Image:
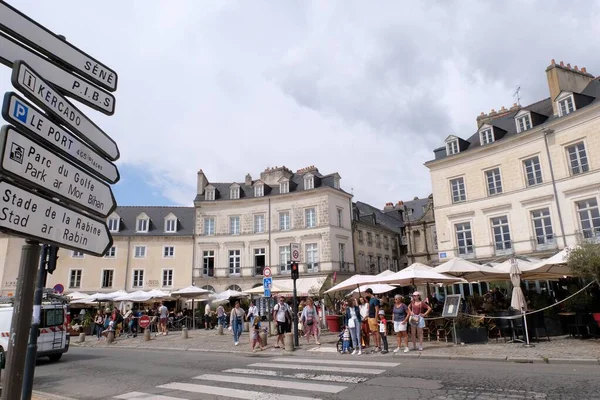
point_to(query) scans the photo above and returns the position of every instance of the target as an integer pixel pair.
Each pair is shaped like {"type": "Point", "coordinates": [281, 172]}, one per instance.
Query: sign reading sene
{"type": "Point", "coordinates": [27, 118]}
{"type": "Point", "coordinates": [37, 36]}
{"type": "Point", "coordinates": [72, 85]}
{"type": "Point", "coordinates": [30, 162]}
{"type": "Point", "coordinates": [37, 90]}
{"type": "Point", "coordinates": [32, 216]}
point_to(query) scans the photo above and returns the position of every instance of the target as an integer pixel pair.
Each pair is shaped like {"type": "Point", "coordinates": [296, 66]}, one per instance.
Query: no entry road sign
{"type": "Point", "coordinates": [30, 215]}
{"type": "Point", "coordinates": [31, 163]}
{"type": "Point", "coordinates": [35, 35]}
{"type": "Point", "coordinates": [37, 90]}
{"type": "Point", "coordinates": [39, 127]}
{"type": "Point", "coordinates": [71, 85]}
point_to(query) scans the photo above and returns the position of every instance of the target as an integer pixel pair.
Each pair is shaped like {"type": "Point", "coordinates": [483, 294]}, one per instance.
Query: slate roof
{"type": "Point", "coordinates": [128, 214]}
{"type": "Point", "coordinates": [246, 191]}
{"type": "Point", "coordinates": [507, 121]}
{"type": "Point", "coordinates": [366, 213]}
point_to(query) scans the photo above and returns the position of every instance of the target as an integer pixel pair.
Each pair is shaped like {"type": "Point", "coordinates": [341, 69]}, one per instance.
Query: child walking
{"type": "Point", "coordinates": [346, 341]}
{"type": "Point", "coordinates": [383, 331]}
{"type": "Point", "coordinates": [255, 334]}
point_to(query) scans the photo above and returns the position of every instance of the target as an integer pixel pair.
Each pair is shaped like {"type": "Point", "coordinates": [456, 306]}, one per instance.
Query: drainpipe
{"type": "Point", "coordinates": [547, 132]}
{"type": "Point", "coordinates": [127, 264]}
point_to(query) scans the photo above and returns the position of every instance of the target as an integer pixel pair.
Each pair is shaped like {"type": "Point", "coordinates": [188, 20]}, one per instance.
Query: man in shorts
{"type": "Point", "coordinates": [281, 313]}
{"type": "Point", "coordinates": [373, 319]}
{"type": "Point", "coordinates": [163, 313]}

§ §

What you need to do
Copy out the records above in full, exactly as written, but not the pictures.

The completed task
Image:
point_to(query) scans the photo above and returns the position of every instance of the target as an integer pixel pair.
Each pair is shaped like {"type": "Point", "coordinates": [281, 172]}, one per instance.
Query: sign reading sene
{"type": "Point", "coordinates": [27, 118]}
{"type": "Point", "coordinates": [37, 36]}
{"type": "Point", "coordinates": [72, 85]}
{"type": "Point", "coordinates": [30, 162]}
{"type": "Point", "coordinates": [37, 90]}
{"type": "Point", "coordinates": [32, 216]}
point_to(query) scans the photo above and returns the position of every instance of the target as an integer pixel pair.
Each pair is shaped like {"type": "Point", "coordinates": [296, 66]}, one per instance.
Query: no entry road sign
{"type": "Point", "coordinates": [30, 215]}
{"type": "Point", "coordinates": [31, 163]}
{"type": "Point", "coordinates": [35, 35]}
{"type": "Point", "coordinates": [37, 90]}
{"type": "Point", "coordinates": [39, 127]}
{"type": "Point", "coordinates": [71, 85]}
point_to(query) scans the photo above and returns the position of every instance of the target as an integer pixel pair.
Each pair is shaped like {"type": "Point", "coordinates": [483, 294]}, one per instance.
Query: slate roof
{"type": "Point", "coordinates": [128, 214]}
{"type": "Point", "coordinates": [246, 191]}
{"type": "Point", "coordinates": [507, 121]}
{"type": "Point", "coordinates": [366, 213]}
point_to(query) scans the photo above and returns the position of every instance of the target as an integer pixel pair.
Each pair is shaped like {"type": "Point", "coordinates": [341, 69]}, one per instance.
Query: child walking
{"type": "Point", "coordinates": [346, 341]}
{"type": "Point", "coordinates": [383, 331]}
{"type": "Point", "coordinates": [255, 334]}
point_to(query) scans the photo above and returns the position of every instance of the target as an integer pixel pair.
Each pair is shaped like {"type": "Point", "coordinates": [456, 306]}, one per instance.
Query: drainpipe
{"type": "Point", "coordinates": [547, 132]}
{"type": "Point", "coordinates": [127, 264]}
point_to(query) scans the photo above and returns the position of every instance of the target as an integer pixel pair.
Each pair is shaped like {"type": "Point", "coordinates": [188, 20]}, one per instance.
Query: man in shorts
{"type": "Point", "coordinates": [281, 313]}
{"type": "Point", "coordinates": [373, 319]}
{"type": "Point", "coordinates": [163, 313]}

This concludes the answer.